Exercise brief | For the listing below, give the count of lines containing "each", and no other text.

┄┄┄┄┄┄┄┄┄┄┄┄┄┄┄┄┄┄┄┄

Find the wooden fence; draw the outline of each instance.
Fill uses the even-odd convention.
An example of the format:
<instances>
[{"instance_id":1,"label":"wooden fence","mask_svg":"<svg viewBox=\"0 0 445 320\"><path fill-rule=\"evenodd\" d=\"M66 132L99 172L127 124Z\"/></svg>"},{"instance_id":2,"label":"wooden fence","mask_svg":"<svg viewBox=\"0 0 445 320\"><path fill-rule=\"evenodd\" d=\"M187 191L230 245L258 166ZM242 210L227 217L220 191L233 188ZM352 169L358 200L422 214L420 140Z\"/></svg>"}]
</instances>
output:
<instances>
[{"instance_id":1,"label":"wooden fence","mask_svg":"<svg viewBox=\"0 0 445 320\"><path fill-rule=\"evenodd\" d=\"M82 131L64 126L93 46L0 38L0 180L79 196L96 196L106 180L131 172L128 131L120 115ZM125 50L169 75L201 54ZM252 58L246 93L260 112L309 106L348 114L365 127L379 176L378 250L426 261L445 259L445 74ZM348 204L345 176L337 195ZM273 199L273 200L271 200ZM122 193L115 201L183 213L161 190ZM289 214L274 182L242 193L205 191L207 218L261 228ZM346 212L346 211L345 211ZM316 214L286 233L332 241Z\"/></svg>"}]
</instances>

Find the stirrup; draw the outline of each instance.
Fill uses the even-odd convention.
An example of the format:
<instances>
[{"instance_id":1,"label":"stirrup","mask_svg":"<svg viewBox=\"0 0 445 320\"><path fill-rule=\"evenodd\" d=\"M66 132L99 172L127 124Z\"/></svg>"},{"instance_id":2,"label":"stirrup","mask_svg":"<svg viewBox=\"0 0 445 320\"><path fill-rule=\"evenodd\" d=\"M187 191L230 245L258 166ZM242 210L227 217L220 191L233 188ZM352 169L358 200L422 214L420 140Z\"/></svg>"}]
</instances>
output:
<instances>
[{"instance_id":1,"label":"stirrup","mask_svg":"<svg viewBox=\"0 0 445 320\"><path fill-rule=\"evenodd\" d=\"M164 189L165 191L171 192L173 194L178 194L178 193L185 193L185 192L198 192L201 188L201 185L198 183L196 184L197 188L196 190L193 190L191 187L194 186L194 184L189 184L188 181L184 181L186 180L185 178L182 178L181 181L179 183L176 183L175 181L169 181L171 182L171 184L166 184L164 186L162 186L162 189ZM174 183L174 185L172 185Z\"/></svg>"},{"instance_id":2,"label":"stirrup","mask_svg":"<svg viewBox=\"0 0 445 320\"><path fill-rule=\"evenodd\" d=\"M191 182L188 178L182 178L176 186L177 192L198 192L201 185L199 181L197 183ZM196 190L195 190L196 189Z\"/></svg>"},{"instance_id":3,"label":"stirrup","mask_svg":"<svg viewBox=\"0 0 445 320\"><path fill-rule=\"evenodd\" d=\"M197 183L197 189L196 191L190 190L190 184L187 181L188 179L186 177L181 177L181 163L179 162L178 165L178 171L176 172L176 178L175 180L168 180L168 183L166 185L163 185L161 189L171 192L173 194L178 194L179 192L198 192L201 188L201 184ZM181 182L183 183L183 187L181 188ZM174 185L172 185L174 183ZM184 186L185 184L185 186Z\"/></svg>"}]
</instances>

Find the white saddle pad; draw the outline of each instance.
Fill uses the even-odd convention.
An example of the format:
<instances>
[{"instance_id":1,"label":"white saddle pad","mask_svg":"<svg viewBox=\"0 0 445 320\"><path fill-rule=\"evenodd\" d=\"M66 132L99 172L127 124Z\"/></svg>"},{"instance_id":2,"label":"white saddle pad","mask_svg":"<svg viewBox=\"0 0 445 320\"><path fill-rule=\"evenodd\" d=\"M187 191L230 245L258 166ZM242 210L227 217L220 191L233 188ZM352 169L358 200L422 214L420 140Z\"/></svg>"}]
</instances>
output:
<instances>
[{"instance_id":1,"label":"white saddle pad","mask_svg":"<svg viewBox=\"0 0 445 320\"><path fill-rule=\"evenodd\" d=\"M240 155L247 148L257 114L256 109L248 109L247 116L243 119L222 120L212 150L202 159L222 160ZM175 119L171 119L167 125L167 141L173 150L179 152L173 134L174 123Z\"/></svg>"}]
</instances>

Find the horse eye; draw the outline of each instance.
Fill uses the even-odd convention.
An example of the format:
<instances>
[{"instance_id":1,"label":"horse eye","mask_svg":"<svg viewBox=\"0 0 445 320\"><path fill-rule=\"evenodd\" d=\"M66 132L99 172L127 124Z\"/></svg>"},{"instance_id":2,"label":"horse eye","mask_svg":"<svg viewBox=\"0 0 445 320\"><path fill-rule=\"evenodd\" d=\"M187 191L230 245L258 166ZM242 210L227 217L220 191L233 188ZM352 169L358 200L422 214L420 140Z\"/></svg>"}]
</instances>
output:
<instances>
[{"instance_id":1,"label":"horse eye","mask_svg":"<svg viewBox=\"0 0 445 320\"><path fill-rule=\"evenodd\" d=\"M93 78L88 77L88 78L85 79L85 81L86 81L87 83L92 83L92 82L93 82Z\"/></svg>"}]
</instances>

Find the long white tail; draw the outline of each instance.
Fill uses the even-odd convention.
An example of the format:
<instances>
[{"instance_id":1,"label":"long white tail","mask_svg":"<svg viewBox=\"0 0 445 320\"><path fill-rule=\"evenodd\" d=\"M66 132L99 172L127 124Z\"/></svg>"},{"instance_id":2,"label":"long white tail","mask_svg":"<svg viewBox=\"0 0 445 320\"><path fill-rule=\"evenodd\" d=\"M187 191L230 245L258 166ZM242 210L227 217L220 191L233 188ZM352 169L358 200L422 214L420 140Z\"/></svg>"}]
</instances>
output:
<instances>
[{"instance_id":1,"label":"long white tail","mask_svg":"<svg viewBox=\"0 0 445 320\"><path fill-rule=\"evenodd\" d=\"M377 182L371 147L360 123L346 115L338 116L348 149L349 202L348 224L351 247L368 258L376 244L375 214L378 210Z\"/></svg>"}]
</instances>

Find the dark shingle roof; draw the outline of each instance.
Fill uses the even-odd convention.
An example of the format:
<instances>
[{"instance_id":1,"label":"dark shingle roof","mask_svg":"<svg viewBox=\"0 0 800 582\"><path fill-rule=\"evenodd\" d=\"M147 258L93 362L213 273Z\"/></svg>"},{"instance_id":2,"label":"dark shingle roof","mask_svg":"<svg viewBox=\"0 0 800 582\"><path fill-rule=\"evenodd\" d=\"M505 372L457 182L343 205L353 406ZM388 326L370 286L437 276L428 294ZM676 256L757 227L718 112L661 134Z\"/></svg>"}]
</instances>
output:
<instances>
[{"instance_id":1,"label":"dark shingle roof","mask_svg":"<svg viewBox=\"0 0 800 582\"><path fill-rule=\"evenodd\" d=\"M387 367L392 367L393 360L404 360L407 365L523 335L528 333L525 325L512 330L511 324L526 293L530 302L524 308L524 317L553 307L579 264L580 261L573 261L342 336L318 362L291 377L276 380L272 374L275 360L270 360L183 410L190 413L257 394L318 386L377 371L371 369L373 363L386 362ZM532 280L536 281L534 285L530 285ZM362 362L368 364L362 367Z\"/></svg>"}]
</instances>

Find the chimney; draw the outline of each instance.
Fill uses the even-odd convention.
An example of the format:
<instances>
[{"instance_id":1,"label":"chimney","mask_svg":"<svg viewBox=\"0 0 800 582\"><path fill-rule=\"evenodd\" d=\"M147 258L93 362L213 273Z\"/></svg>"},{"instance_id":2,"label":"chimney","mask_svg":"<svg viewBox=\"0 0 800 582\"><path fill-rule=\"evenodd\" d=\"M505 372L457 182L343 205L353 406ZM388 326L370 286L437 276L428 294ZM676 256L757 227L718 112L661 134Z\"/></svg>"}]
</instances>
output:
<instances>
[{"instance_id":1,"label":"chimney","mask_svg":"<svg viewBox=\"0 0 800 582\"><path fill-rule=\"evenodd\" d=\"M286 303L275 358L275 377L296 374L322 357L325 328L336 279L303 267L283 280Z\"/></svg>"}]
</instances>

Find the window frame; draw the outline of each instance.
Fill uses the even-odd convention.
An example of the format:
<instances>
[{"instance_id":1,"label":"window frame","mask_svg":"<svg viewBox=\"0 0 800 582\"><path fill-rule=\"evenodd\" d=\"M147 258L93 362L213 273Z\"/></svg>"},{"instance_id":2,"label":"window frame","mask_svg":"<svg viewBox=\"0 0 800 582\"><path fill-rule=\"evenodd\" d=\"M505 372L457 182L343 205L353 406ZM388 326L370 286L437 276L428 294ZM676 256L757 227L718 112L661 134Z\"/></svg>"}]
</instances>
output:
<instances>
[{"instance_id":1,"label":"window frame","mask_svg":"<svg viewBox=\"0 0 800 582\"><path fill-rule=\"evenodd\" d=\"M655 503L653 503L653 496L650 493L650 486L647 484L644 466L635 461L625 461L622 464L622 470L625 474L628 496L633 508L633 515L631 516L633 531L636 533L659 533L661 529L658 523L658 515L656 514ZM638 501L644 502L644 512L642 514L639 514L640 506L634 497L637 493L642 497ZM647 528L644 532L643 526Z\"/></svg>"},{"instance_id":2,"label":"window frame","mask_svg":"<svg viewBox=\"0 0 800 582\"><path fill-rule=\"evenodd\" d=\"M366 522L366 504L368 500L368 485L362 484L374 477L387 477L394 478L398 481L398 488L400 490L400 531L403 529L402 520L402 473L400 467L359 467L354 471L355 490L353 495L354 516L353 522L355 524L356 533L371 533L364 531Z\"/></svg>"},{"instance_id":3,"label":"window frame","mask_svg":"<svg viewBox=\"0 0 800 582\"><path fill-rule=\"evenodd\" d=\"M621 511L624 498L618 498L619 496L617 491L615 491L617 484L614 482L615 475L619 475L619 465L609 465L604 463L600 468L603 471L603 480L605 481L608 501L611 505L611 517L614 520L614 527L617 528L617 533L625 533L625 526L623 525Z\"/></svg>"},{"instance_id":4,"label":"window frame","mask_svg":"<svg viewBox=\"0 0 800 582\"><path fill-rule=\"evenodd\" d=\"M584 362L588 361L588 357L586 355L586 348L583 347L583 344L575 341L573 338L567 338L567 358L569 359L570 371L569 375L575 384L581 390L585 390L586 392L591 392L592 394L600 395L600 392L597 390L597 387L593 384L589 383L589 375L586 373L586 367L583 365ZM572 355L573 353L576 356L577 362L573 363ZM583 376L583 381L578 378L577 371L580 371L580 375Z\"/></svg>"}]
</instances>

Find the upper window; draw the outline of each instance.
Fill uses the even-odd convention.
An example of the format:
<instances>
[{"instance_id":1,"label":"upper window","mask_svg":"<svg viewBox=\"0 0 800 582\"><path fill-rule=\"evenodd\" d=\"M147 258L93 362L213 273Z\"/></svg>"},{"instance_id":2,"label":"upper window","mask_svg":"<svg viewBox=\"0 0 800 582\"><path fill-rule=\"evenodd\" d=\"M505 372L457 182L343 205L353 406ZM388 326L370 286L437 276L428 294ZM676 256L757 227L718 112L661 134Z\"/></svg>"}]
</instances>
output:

┄┄┄┄┄┄┄┄┄┄┄┄┄┄┄┄┄┄┄┄

Output of the task | 9